En esencia, la Iglesia inspiraba a sus fieles la creencia en un tránsito entre un mundo terreno y perecedero y un más allá de premios o castigos —ambos eternos— según hubiera sido el comportamiento de cada cual en esta vida. Las artes plásticas y las fuentes literarias medievales, en el más amplio sentido que puede darse a ambas expresiones, constituyen importantes, aunque no únicos, instrumentos para trabajar sobre el tema.

Los mentores ideológicos de la época hablaban de un arte de bien morir que convenía fuera la culminación de otro arte de bien vivir. Se propiciaría, así, una suerte de muerte «canónica» que debería permitir una especie de doble perpetuación de la vida. En el más acá, a través de la memoria que el difunto haya sido capaz de dejar a los suyos. Y en el más allá, de acuerdo con el inapelable juicio de la divinidad, para eterna ventura, que sería el premio de los justos, por oposición a la eterna condenación que esperaba a los réprobos.

Sin embargo, el historiador no debe olvidar aquellas muertes, de las que han quedado multitud de testimonios, y que difícilmente se ajustarían a las normas fijadas por el aparato eclesiástico... o se ajustarían contrario sensu, pues pueden apreciarse como el castigo de la justicia divina a comportamientos inadecuados. Es la muerte que puede llegar sin aviso previo (la muerte súbita) o la muerte (súbita o no) muchas veces producto de la violencia. Estaríamos así lejos de las muertes serenas que la Iglesia ponía como modelo pero que, a su modo y manera, también podían resultar ejemplificantes por cuanto son el justo castigo para quienes no han vivido de acuerdo con las pautas morales exigidas. La infinita bondad de Dios se veía complementada por su inapelable justicia.

En todo caso —juicios de valor aparte— estas líneas maestras propiciarían la difusión de unas figuras que hacen de la visión de la muerte en el Medievo todo un reino de la metáfora. De ahí que —de acuerdo con el léxico difundido en la época— haya muertes en vida significadas en almas manchadas por graves pecados; pero también vidas (sobre todo una, la eterna) más allá de la muerte física.

Y de ahí, podríamos añadir, una derivada: la que marcan los contrastes que, desde nuestro siglo, podamos percibir entre la muerte real y la muerte «figurada».

La presente obra desea ajustarse a un cierto criterio actualizador, ampliador y sistematizador a propósito de un tema sobre el que el autor viene publicando trabajos desde hace casi treinta años.

- [Datos proporcionados]:
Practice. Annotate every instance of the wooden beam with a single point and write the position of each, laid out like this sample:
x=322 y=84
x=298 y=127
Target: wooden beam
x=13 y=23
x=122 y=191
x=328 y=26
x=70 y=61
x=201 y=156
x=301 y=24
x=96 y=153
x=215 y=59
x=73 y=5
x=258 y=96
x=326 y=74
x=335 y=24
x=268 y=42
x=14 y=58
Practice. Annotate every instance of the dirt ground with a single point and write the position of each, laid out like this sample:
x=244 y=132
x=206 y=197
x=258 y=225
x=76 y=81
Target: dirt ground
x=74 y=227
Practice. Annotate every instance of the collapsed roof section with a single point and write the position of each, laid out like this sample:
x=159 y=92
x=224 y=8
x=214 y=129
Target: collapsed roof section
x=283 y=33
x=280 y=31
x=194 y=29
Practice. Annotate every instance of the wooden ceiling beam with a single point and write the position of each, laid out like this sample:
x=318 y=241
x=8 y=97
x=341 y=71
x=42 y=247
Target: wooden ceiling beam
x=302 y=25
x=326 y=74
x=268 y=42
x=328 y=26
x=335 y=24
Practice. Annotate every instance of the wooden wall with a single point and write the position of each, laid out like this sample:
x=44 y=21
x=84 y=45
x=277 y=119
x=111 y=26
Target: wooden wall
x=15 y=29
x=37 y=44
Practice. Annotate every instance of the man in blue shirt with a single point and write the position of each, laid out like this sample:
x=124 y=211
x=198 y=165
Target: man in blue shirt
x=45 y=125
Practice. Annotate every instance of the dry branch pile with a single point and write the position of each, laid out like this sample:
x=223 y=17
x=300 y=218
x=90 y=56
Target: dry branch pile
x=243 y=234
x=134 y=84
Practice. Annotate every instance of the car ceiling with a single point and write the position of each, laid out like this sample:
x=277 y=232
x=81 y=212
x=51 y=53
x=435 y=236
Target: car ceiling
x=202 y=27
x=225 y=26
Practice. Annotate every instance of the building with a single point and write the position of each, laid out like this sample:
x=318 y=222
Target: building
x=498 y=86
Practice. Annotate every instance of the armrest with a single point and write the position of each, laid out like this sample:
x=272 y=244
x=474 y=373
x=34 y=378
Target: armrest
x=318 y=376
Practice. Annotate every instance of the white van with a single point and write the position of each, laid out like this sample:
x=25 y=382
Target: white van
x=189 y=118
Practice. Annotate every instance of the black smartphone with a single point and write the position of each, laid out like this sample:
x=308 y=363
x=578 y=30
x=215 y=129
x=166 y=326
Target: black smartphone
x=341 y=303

- [Tarea 1]: En el fragmento sobre la muerte en el Medievo, ¿de qué otro arte convenía que fuera culminación el arte de bien morir?
- [Tarea 2]: Continúa el fragmento sobre la muerte en el Medievo a partir de su última oración.

- [Resultado del ejercicio 1]: Del arte de bien vivir.

- [Resultado del ejercicio 2]:
Queremos destacar dos hechos complementarios que se reflejan de forma preferente en esta obra y que afectan de manera muy directa a los estudiosos españoles. El primero, la explotación de fuentes medievales redactadas en el ámbito peninsular ibérico, por lo general escasamente utilizadas por autores del otro lado de los Pirineos salvo la honorabilísima excepción de algunos hispanistas. Y, consecuencia de ello a su vez, el uso de numerosos trabajos en torno a la muerte surgidos en los últimos tiempos en los medios académicos (y culturales en general) del mundo hispánico, con una importante cuña al otro lado del Atlántico. Una consecuencia más de lo que hace ya años se definió como «normalización» de los estudios históricos en nuestro país. Y algo que reconoció un inolvidable historiador francés, el profesor Duby, quien situó al medievalismo español del presente a la misma altura que el de cualquier otro país. Ni la España cristiana del Medievo ni el medievalismo español actual quedan al margen de la evolución que experimenta el conjunto del Occidente europeo.

El cristianismo tiene una historia que conviene conocer aunque solo sea por la intención de criticarla. Dentro de ella están, por supuesto, las visiones y sentimientos que, no solo desde el estamento eclesiástico, se han dado sobre el fenómeno más universal e ineluctable cual es la muerte. Es obligado reconocer, sin embargo, que la mayor parte de los testimonios a nuestra disposición proceden del mundo de los eclesiásticos y de los caballeros, que representan una minoría; cualificada, pero minoría a fin de cuentas. Sus, por lo general, ejemplares salidas de este mundo mortal acaban constituyendo modelos para el conjunto de la sociedad.